Short problem:
Rewrite the lines below as a JSON list of strings, with one string per line and no blank lines.

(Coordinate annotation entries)
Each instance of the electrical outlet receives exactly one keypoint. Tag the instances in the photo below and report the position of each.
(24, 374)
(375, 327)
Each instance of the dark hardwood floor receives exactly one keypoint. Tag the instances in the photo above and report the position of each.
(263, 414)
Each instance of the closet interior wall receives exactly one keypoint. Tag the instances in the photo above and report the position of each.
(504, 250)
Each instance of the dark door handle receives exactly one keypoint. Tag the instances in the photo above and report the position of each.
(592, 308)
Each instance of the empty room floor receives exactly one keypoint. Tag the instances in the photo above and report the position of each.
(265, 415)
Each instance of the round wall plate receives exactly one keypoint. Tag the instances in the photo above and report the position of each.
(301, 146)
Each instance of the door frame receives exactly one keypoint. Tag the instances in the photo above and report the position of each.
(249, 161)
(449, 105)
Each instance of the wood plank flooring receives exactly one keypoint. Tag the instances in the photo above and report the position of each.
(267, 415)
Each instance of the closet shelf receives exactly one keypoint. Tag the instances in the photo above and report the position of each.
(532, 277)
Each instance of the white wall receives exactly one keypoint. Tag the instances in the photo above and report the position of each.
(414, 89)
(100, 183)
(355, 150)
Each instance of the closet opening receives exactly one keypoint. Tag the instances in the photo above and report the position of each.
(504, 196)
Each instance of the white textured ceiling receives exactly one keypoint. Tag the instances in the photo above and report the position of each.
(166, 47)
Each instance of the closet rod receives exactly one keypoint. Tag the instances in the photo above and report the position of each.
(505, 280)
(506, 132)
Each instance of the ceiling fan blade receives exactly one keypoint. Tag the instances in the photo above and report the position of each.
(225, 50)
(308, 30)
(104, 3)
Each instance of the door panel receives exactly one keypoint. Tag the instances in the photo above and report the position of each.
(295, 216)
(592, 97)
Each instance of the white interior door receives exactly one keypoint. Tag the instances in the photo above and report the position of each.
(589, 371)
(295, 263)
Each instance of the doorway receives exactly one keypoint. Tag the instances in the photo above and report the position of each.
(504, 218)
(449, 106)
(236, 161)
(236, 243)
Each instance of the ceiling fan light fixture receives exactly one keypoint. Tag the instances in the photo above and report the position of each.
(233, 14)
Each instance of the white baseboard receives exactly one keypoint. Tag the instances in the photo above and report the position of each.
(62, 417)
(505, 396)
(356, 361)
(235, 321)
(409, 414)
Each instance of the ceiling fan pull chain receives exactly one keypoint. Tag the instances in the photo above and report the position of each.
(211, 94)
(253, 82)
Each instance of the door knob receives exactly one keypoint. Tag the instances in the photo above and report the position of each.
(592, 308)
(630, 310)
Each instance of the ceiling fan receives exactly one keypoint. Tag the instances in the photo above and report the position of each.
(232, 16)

Correct answer:
[
  "Each instance of the electrical outlet receives exactly one keypoint. Tag the instances in the photo below and report the position of each.",
  "(24, 374)",
  "(375, 327)",
  "Each instance of the dark hardwood floor receives exactly one keypoint. Tag the instances in the photo above and report the position of each.",
  "(263, 414)",
  "Each instance of the closet interior wall receives exactly one keypoint. Tag the instances in the photo above and report the position of each.",
  "(504, 250)",
  "Each instance of the dark door handle receives exactly one keypoint. Tag the instances in the photo above and report the position of each.",
  "(592, 308)",
  "Each instance of the empty room floor receives exactly one keypoint. Tag the instances in the photo above and report the position of each.",
  "(265, 415)",
  "Each instance of the round wall plate receives exactly one keypoint. Tag the instances in the photo above and report the position of each.",
  "(301, 146)",
  "Each instance of the door frame receives exactly one keypoint. Tag the instances in the photo above and report the position of each.",
  "(249, 161)",
  "(449, 105)",
  "Each instance of the wood plank flooring receives exactly one keypoint. Tag the instances in the photo above and report the position of each.",
  "(267, 415)",
  "Each instance of the closet shelf receives exactly one keypoint. Tag the instances in the photo above and report the position of each.",
  "(532, 277)",
  "Each instance of the white wall receives exactly one keypoint. Tag the instances in the photo above and report the position of each.",
  "(414, 89)",
  "(100, 183)",
  "(355, 150)",
  "Each instance of the closet opening receives exactly one keypoint. Tag the instances in the photo above and report the position of each.",
  "(504, 196)",
  "Each instance of the white textured ceiling receives exactly one keypoint. Tag the instances in the photo above and report the position of each.",
  "(166, 47)",
  "Each instance of the closet rod receives exactly one keypoint. Tag the instances in the photo above and report the position of each.",
  "(505, 280)",
  "(506, 132)",
  "Each instance of the ceiling fan blade receives exactly one keypoint. Tag the instances in the photo above and report the position of each.",
  "(225, 50)",
  "(308, 30)",
  "(104, 3)",
  "Each instance of the door panel receives exactly one keypoint. Tag the instances in the photo above and report the position of each.",
  "(295, 216)",
  "(592, 97)",
  "Each instance of the white interior door receives exactly one keypoint. Tag the instances in the photo above and report the position of each.",
  "(589, 371)",
  "(295, 263)",
  "Each instance of the doorway receives exactly one keypoint. Tag the instances in the photo above and report the position of each.",
  "(504, 218)",
  "(449, 106)",
  "(236, 161)",
  "(236, 243)",
  "Each instance of the ceiling fan light fixture receives exactly one keypoint. Tag the instances in the photo above and report the position of each.",
  "(233, 14)",
  "Each instance of the white baseboard receives exactly one keypoint. Tag the instances in the photo above and report the position of each.",
  "(62, 417)",
  "(505, 396)",
  "(356, 361)",
  "(235, 321)",
  "(409, 414)",
  "Each instance of the ceiling fan pull chain receives exactly one keypoint. Tag the instances in the photo above and report the position of each.",
  "(211, 94)",
  "(253, 82)",
  "Each instance of the door knob receives exactly one keypoint. Tag the instances in the photo above and report the position of each.",
  "(592, 308)",
  "(630, 310)",
  "Each instance of the ceiling fan receives exactly one keypoint. Tag the instances in the photo above and report the position of each.",
  "(232, 16)"
]